TASK TO CARRY OUT
All the data below should be printed again without a single difference.

########

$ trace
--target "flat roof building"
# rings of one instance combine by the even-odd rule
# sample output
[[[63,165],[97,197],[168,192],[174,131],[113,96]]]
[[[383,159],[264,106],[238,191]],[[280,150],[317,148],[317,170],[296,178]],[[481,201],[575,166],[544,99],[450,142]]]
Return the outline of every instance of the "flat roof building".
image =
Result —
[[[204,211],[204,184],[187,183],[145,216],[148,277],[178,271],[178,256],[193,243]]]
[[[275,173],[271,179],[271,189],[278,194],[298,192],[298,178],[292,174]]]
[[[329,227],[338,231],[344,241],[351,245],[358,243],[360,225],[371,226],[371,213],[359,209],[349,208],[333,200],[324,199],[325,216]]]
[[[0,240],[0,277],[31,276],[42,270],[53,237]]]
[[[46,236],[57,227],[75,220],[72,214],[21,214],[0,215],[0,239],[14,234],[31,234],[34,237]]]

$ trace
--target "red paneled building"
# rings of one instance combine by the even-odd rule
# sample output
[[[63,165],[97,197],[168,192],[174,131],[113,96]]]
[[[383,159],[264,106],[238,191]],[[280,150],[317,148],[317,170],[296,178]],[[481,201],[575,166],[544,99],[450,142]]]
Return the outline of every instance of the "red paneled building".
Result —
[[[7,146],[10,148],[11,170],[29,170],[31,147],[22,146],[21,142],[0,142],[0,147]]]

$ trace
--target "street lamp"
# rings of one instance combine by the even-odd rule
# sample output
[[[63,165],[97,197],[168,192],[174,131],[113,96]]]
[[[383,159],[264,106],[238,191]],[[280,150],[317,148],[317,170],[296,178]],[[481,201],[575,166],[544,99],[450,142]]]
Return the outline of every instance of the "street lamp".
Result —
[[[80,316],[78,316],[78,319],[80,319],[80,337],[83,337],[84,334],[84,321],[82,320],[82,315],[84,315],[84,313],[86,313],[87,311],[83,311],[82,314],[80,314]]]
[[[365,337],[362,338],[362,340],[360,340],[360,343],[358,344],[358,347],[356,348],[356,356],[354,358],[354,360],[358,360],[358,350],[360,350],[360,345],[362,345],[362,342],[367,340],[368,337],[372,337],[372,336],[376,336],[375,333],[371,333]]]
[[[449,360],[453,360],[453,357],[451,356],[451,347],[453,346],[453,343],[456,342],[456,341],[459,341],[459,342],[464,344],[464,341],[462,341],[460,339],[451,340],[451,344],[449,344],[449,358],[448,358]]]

########

REPLY TO THE TASK
$ trace
--target "flat roof building"
# rings of one instance combine by the even-odd rule
# sample output
[[[63,165],[97,197],[168,192],[174,131],[113,96]]]
[[[383,159],[264,106],[238,191]],[[280,150],[317,148],[317,170],[296,178]],[[481,201],[575,166],[544,99],[450,142]]]
Return the outline of every instance of the "flat roof building".
image =
Result —
[[[204,211],[204,184],[187,183],[145,216],[148,277],[178,271],[178,256],[193,243]]]
[[[275,173],[271,179],[271,189],[278,194],[298,192],[298,178],[292,174]]]
[[[329,227],[338,231],[344,241],[351,245],[358,243],[360,225],[371,226],[371,213],[359,209],[349,208],[333,200],[324,199],[325,216]]]
[[[0,240],[0,277],[31,276],[42,270],[53,237]]]
[[[46,236],[57,227],[75,220],[72,214],[21,214],[0,215],[0,239],[14,234],[31,234],[34,237]]]

$ trace
--target "red paneled building"
# rings of one instance combine by the even-odd rule
# sample output
[[[63,165],[97,197],[168,192],[174,131],[113,96]]]
[[[383,159],[264,106],[238,191]],[[280,150],[317,148],[317,170],[296,178]],[[481,201],[575,166],[544,99],[450,142]]]
Return the outline of every instance of the "red paneled building".
Result —
[[[7,146],[10,148],[11,170],[29,170],[31,147],[22,146],[21,142],[0,142],[0,147]]]

$ trace
--target "street lamp"
# rings of one instance combine by the even-odd rule
# sample output
[[[63,165],[97,197],[168,192],[174,131],[113,96]]]
[[[383,159],[264,106],[238,191]],[[280,150],[317,148],[317,170],[296,178]],[[481,201],[575,166],[544,99],[450,142]]]
Return the outline of every instance of the "street lamp".
Result —
[[[80,316],[78,316],[78,319],[80,319],[80,337],[83,337],[84,334],[84,321],[82,320],[82,315],[84,315],[84,313],[86,313],[87,311],[83,311],[82,314],[80,314]]]
[[[365,337],[362,338],[362,340],[360,340],[360,343],[358,344],[358,347],[356,348],[356,356],[354,358],[354,360],[358,360],[358,350],[360,350],[360,345],[362,345],[362,342],[367,340],[368,337],[372,337],[372,336],[376,336],[375,333],[371,333]]]
[[[449,360],[453,360],[453,357],[451,356],[451,347],[453,346],[453,343],[456,342],[456,341],[459,341],[459,342],[464,344],[464,341],[462,341],[460,339],[451,340],[451,344],[449,344],[449,358],[448,358]]]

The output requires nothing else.